- TRECHO DO DOCUMENTO:
==================================================
As chuvas intensas em diversas áreas produtoras de mandioca no Brasil causaram uma redução significativa no ritmo da colheita na última semana, afetando todas as regiões monitoradas pelo Cepea. Esse cenário climático adverso levou indústrias processadoras a anteciparem férias coletivas, resultando em uma queda expressiva no volume de esmagamento da raiz. De acordo com pesquisadores do Centro de Estudos Avançados em Economia Aplicada, mesmo com a oferta de matéria-prima ainda superior à demanda industrial, a retração nas atividades das fecularias limitou o recuo dos preços da mandioca. O levantamento do Cepea aponta que a média nominal a prazo da tonelada de mandioca posta fecularia foi de R$ 508,07 nesta semana, o equivalente a R$ 0,8836 por grama de amido, representando uma queda de 1,4% em relação ao período anterior.
No mercado de derivados, o ritmo de negócios para a fécula continuou lento, influenciado pelo recesso de fim de ano e pela cautela dos compradores, que evitam compromissos maiores em meio às incertezas. Já no segmento de farinha, observou-se uma leve melhora nas regiões produtoras do Paraná e de São Paulo, onde compradores, especialmente do atacado, demonstraram maior interesse em recompor estoques antes da paralisação das atividades, o que proporcionou algum suporte às negociações.
O comportamento do mercado nas próximas semanas permanecerá condicionado às condições climáticas e ao retorno gradual das indústrias após o período de férias, fatores que devem influenciar tanto o ritmo da colheita quanto a formação de preços no início de 2026, segundo o Cepea.
==================================================
- MATERIAL FORNECIDO:
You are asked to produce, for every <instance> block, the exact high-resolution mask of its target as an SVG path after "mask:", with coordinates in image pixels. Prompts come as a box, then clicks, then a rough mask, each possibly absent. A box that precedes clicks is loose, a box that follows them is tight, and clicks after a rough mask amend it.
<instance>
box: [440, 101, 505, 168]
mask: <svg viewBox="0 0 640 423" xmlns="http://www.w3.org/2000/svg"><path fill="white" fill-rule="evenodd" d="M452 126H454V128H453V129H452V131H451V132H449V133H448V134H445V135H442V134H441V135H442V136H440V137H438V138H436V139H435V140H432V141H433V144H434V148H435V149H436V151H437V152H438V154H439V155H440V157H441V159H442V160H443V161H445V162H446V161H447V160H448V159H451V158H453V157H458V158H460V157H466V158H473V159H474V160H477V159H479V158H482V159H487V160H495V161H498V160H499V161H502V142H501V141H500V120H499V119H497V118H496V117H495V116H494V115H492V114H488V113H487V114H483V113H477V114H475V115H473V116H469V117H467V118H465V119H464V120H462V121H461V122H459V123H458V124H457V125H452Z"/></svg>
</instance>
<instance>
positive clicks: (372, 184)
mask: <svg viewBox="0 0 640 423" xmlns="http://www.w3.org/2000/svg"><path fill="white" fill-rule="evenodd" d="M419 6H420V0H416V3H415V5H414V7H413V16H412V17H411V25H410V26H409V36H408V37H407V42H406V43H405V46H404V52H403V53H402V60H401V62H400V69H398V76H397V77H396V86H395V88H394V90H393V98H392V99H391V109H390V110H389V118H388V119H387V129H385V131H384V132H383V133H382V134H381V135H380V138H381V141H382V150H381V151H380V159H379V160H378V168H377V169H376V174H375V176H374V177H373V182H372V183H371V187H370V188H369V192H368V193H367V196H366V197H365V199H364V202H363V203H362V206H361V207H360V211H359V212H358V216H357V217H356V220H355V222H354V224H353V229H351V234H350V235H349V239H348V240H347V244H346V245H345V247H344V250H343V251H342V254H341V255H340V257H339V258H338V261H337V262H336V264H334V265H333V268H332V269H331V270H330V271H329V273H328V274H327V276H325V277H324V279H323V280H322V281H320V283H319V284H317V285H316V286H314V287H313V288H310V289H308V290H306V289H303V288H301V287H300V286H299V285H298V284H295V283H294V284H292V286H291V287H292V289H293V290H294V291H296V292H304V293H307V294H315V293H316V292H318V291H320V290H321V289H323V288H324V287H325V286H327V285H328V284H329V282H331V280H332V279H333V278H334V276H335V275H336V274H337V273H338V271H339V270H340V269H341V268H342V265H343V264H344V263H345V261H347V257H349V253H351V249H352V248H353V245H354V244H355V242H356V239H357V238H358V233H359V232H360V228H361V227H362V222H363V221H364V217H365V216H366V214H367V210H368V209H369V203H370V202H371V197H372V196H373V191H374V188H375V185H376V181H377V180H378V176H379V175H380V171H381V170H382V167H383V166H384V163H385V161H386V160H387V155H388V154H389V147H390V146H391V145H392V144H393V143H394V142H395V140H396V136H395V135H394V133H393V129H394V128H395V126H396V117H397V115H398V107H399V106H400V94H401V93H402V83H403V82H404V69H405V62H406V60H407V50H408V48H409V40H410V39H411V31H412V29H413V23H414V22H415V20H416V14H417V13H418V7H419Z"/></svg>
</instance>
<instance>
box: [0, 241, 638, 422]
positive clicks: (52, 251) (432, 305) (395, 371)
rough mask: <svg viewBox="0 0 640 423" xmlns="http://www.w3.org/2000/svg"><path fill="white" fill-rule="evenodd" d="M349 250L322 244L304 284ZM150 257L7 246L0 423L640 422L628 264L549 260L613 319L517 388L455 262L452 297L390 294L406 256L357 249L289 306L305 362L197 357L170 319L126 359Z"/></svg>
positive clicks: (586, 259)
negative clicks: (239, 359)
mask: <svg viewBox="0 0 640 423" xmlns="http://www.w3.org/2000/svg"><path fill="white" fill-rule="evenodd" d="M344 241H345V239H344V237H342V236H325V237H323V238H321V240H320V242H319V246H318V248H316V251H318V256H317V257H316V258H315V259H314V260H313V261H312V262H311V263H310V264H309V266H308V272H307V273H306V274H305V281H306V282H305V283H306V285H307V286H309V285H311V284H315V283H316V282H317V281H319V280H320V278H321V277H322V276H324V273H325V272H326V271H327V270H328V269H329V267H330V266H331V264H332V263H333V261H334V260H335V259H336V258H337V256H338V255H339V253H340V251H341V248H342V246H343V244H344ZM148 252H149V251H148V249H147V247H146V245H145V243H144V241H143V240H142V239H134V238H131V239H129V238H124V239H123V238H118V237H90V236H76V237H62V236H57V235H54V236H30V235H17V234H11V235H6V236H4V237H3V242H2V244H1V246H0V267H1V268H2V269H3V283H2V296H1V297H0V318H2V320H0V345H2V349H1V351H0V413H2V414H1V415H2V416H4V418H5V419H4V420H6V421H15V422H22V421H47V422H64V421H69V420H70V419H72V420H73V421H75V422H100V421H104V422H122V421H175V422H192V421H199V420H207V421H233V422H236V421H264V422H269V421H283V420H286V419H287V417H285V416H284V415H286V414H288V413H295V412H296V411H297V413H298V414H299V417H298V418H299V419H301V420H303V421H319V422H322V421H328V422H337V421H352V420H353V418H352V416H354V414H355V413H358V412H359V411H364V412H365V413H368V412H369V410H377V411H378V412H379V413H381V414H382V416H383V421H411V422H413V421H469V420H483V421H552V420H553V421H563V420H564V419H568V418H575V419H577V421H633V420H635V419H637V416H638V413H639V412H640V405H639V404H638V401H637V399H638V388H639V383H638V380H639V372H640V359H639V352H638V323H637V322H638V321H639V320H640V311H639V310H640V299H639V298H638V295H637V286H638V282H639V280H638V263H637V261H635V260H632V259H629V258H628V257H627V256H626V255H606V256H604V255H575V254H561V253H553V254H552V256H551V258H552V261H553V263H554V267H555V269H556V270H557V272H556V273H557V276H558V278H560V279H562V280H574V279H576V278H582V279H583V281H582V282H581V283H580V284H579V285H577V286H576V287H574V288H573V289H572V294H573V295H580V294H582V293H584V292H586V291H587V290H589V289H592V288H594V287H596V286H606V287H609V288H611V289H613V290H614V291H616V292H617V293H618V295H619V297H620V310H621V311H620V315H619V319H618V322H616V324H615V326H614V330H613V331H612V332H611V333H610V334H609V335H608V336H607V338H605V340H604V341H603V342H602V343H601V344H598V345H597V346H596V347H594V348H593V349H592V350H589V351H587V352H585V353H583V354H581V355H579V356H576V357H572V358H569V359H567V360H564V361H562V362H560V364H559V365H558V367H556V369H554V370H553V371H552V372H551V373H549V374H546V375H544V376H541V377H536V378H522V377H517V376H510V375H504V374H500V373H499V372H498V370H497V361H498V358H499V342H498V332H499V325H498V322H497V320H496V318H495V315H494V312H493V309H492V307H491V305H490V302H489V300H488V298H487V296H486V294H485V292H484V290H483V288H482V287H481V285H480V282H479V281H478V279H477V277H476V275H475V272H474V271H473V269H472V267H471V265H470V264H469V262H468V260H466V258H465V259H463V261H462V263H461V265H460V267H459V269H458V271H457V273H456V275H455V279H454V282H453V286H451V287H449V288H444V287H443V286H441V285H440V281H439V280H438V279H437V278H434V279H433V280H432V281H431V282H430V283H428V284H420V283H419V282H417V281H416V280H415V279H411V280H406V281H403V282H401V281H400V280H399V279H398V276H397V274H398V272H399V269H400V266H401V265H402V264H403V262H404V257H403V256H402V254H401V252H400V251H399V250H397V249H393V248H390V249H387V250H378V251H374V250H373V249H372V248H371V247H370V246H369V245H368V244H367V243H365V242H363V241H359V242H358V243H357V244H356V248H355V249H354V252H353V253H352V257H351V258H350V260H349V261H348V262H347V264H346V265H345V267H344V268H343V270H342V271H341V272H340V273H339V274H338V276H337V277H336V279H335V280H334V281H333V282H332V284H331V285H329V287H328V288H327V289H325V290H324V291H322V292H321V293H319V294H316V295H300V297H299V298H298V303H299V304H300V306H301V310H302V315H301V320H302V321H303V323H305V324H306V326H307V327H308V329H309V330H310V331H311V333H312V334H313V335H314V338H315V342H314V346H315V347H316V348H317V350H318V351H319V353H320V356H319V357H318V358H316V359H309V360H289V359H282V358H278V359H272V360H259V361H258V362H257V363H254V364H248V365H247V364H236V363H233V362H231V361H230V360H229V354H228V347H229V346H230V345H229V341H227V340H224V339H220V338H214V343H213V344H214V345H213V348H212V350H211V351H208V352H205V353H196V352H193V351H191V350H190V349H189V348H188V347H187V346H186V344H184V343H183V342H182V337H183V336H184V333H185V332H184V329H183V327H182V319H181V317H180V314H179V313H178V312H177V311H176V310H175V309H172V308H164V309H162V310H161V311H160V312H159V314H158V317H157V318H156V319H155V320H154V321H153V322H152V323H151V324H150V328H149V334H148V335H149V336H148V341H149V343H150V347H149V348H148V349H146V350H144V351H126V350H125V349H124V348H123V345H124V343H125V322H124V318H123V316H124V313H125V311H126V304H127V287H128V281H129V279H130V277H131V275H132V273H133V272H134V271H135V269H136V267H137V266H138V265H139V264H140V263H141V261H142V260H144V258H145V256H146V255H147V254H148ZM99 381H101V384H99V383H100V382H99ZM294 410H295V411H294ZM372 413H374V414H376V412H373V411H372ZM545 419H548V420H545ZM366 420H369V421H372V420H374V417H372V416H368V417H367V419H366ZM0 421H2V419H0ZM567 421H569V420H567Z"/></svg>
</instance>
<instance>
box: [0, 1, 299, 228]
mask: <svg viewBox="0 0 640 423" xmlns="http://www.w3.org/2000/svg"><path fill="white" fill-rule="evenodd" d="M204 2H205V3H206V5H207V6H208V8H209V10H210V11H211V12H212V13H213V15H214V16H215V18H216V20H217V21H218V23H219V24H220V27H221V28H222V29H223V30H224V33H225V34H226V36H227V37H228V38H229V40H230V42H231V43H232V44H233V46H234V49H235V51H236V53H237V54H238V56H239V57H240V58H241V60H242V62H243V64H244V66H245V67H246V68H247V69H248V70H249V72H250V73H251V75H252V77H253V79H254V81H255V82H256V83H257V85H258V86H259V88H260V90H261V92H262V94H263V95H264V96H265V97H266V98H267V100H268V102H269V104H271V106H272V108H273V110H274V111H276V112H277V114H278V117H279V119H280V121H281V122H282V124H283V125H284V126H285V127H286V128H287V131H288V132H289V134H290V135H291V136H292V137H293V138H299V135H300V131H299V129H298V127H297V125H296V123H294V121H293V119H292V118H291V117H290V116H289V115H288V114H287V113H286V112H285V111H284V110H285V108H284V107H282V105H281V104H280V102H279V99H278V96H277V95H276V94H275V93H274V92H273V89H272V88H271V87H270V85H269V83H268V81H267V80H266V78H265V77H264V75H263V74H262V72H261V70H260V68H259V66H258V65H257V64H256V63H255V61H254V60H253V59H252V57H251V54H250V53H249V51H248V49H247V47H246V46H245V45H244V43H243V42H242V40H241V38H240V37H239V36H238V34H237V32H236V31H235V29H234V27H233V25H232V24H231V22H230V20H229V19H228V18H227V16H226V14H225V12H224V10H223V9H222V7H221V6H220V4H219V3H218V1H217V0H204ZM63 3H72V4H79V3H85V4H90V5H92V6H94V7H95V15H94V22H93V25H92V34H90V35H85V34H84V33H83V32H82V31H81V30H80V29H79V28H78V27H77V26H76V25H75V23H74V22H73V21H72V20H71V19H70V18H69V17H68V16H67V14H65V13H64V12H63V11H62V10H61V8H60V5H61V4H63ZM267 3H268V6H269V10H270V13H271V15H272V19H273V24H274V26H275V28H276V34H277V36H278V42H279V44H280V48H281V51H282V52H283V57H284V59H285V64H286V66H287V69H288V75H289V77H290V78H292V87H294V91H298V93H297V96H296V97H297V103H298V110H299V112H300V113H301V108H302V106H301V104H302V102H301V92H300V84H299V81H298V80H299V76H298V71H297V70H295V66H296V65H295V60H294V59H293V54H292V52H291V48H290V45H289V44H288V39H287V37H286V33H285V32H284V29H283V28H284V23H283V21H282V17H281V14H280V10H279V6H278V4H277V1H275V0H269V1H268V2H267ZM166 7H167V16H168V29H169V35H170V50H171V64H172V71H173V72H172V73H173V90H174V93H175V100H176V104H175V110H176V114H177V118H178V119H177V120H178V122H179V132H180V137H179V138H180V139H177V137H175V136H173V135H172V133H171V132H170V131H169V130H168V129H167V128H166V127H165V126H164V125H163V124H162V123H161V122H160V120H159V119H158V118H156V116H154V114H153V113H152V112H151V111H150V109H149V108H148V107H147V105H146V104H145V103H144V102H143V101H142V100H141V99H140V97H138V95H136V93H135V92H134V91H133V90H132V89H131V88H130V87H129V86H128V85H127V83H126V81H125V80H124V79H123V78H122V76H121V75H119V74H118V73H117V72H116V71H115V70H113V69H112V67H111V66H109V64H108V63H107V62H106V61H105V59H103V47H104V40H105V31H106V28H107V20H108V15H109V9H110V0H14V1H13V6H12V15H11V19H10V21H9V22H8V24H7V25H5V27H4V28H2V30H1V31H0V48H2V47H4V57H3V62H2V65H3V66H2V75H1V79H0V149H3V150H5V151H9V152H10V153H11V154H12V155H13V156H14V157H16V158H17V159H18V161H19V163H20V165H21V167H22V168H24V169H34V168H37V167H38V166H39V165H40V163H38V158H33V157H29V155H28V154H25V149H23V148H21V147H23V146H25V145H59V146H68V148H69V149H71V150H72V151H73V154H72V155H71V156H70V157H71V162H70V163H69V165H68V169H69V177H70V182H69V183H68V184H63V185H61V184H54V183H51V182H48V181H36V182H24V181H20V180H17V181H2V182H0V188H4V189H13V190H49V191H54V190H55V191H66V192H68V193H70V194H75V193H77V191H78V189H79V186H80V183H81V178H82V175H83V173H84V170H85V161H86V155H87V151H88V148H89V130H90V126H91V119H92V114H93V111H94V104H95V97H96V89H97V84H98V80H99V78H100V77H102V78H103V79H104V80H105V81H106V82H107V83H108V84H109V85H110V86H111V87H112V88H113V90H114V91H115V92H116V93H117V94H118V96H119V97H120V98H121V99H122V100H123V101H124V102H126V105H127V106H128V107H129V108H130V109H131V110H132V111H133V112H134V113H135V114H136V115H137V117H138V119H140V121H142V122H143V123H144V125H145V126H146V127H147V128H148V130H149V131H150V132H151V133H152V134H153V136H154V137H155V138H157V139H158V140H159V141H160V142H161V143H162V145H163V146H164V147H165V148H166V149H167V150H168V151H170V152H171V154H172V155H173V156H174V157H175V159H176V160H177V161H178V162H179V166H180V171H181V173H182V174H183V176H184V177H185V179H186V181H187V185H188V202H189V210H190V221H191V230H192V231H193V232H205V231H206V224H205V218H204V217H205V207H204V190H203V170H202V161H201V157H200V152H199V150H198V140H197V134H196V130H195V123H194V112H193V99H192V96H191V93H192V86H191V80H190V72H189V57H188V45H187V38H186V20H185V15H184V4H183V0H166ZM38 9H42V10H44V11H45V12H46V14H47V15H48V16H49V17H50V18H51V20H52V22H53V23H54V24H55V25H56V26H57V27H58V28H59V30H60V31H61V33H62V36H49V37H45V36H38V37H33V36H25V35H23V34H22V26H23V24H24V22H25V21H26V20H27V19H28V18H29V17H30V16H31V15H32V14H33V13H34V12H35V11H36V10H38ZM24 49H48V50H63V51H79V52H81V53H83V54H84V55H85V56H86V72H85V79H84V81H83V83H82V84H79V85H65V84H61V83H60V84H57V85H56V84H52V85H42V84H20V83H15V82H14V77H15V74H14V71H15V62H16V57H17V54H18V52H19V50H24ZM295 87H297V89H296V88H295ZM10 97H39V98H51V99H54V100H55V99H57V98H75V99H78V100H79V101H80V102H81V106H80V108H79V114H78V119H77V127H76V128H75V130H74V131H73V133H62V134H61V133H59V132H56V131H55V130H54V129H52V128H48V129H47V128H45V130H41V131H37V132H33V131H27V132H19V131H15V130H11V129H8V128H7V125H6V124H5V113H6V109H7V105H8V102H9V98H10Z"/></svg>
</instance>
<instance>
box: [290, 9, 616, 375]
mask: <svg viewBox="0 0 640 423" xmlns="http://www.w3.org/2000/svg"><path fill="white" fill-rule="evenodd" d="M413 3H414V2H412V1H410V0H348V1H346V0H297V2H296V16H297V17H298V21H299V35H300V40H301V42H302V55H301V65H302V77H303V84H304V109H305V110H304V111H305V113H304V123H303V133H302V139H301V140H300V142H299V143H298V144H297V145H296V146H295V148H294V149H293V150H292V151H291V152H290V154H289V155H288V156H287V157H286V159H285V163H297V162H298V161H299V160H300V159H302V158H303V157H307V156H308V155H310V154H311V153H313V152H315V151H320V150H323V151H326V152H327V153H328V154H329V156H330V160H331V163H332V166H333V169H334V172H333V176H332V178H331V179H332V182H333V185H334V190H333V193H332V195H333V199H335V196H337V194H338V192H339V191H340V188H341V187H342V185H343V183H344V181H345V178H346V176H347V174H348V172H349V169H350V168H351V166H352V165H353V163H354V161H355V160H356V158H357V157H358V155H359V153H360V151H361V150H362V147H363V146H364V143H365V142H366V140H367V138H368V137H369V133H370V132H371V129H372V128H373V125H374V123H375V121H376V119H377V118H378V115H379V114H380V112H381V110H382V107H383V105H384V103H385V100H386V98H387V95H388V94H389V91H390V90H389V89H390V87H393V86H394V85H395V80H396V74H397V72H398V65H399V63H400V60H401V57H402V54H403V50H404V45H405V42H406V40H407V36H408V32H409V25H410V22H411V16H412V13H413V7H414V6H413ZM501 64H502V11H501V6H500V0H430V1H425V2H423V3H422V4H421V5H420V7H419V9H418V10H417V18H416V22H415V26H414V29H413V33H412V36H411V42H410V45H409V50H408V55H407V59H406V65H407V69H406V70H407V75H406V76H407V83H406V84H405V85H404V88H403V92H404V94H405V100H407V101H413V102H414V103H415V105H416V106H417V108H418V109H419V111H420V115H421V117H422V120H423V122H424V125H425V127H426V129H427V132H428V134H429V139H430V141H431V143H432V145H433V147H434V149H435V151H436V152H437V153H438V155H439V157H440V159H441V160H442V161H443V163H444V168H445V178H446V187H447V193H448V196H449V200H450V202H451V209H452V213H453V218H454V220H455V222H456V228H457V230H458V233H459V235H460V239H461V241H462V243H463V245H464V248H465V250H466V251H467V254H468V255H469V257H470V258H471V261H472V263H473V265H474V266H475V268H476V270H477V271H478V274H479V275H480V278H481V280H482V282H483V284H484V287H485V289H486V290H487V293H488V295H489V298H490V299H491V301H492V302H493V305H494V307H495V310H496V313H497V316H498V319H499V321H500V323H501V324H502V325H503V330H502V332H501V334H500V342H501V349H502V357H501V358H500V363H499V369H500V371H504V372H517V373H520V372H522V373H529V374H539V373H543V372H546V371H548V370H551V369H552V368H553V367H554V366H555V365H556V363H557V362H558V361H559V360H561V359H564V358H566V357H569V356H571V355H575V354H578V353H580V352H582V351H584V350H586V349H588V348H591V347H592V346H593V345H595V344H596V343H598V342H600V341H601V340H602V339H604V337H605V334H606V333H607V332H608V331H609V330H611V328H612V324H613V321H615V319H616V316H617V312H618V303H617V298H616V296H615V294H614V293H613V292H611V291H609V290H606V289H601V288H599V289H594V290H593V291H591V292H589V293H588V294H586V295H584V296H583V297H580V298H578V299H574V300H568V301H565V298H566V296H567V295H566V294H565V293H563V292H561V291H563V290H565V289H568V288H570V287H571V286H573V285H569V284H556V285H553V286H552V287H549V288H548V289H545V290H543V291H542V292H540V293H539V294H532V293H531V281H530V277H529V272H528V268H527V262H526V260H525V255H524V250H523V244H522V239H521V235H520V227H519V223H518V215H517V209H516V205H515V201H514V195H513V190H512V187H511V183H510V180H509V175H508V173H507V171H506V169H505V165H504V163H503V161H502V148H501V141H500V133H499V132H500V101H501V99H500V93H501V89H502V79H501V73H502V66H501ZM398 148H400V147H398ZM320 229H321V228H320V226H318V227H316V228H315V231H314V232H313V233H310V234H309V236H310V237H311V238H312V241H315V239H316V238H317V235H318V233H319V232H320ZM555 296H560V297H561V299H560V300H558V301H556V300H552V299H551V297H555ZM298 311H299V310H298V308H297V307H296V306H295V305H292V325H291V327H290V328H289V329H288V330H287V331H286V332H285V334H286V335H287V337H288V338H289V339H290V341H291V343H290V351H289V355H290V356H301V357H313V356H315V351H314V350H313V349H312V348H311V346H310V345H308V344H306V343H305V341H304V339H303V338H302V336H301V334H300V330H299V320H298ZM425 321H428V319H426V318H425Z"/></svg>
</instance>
==================================================
- EXERCÍCIOS PROPOSTOS:
- 1) Liste todos os valores monetários e percentuais mencionados no texto sobre o mercado de mandioca.
- 2) Edite o texto sobre o mercado de mandioca no trecho que começa em "No mercado de" e segue até "segundo o Cepea.", substituindo "atacado" por "varejo", e reescreva esse trecho.
Os itens fornecidos não são necessários para resolver os exercícios.

- RESPOSTAS DOS EXERCÍCIOS:
- 1) R$ 508,07; R$ 0,8836; 1,4%

- 2)
No mercado de derivados, o ritmo de negócios para a fécula continuou lento, influenciado pelo recesso de fim de ano e pela cautela dos compradores, que evitam compromissos maiores em meio às incertezas. Já no segmento de farinha, observou-se uma leve melhora nas regiões produtoras do Paraná e de São Paulo, onde compradores, especialmente do varejo, demonstraram maior interesse em recompor estoques antes da paralisação das atividades, o que proporcionou algum suporte às negociações.
O comportamento do mercado nas próximas semanas permanecerá condicionado às condições climáticas e ao retorno gradual das indústrias após o período de férias, fatores que devem influenciar tanto o ritmo da colheita quanto a formação de preços no início de 2026, segundo o Cepea.